[Extracted entries]
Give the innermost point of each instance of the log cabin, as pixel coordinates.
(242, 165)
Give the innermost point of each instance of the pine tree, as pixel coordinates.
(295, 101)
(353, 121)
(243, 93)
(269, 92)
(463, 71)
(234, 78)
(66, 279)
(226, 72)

Task goal: Could you write out all of the entries above again, word for word, without changing anything?

Task response:
Give the innermost point of each instance of the log cabin, as pixel coordinates.
(242, 165)
Give the innermost point of each instance of the pine tree, as pixel coordinates.
(295, 101)
(353, 121)
(243, 93)
(269, 92)
(463, 71)
(234, 78)
(66, 279)
(226, 72)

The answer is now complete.